Tarefas a fazer ::
• a. Responda a estas perguntas com base no texto sobre Karzai e as eleições afegãs:
(i) Para que data estão marcadas as eleições no Afeganistão?
(ii) O que a imprensa-empresa ocidental passou muito tempo a "noticiar" sobre Karzai?
(iii) Quantos candidatos participam da campanha eleitoral?
• b. Escreva a continuação do texto sobre Karzai e as eleições afegãs a partir da última frase apresentada.

Texto para ler ::
Traduzido pelo pessoal da Vila Vudu
Barack Obama e Hamid Karzai... Rumos opostos? |
Já é bem
claro que o presidente Hamid Karzai do Afeganistão manteve a palavra, e com
certeza haverá transição política no Afeganistão, com eleições marcadas para 5 de abril de 2014.
As
insinuações, que comentaristas e jornalistas norte-americanos em geral recebem
de adversários afegãos de Karzai, e repetem incansavelmente, conseguiram
implantar muitas suspeitas contra a sinceridade da promessa que o presidente
afegão fez; a imprensa-empresa ocidental por muito tempo dedicou-se
exclusivamente a “noticiar” que Karzai se agarraria ao poder e ali ficaria pelo
mais longo tempo possível. Hoje, já se vê que aquele “noticiário” nunca passou
de propaganda enganosa.
A campanha
eleitoral, para os onze candidatos, começou formalmente semana passada no
Afeganistão.

Linhas fornecidas ::
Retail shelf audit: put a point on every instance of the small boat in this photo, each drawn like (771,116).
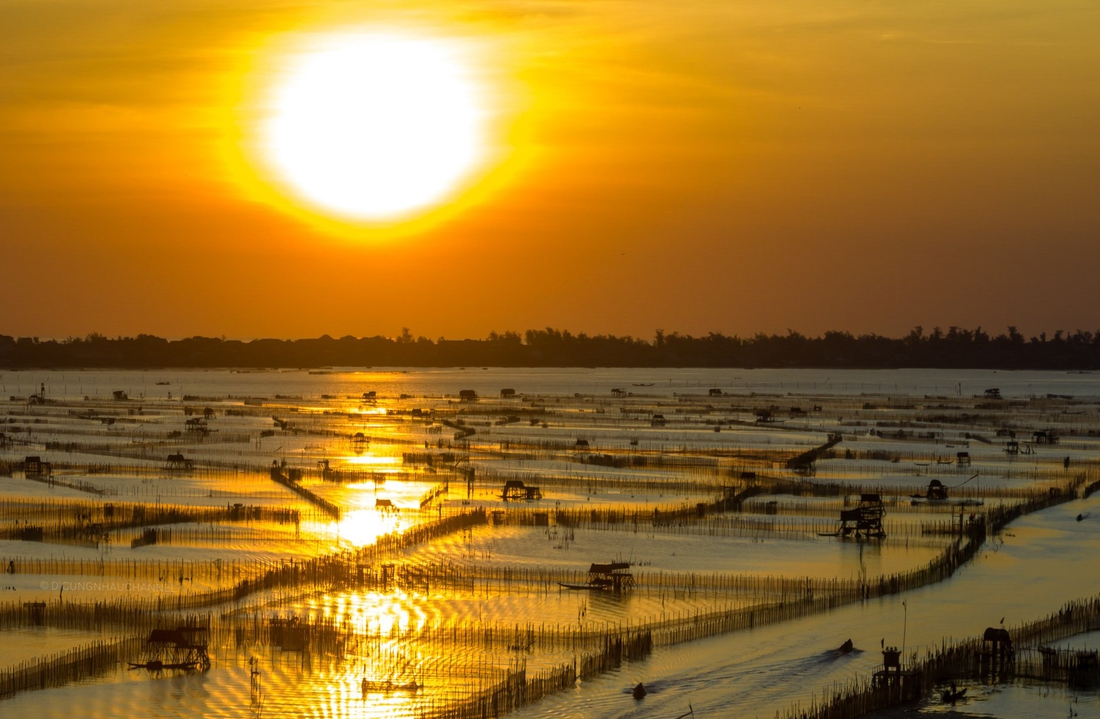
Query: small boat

...

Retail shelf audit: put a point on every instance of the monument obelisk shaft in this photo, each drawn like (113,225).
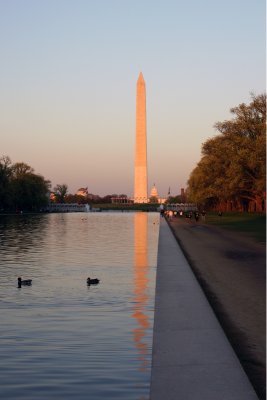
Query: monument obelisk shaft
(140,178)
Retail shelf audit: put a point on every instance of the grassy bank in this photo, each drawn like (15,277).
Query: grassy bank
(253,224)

Respostas do exercício ::
• a.
(i) Para 5 de abril de 2014.
(ii) Que Karzai se agarraria ao poder e ali ficaria pelo mais longo tempo possível.
(iii) Onze.

• b.
Por sua
vez, os EUA decidiram não mais realizar pesquisar de opinião no Afeganistão –
sob o pretexto de que, assim fazendo, estariam mantendo posição de rigorosa
neutralidade. Na realidade, a manipulação
pelos norte-americanos alcança agora rotação máxima.
O
lançamento da campanha norte-americana para eleger o ex-Ministro de Relações
Exteriores, Abdullah Abdullah, em grande estilo, em entrevista super
propagandeada com Christiane Amanpour da CNN, fala por si.
Abdullah Abdullah, candidato preferido dos EUA e da imprensa-empresa ocidental |
Os “marketeiros”
norte-americanos estão tentando implantar a ideia de que Abdullah teria “grande
vantagem” eleitoral. Claro que ele agrada à imprensa-empresa: é íntimo dos think-tanks
norte-americanos e tem pensamento pró-EUA. Do ponto de vista dos EUA, é certo
que Abdullah apoiará empenhadamente o Acordo de Segurança Bilateral
EUA-Afeganistão.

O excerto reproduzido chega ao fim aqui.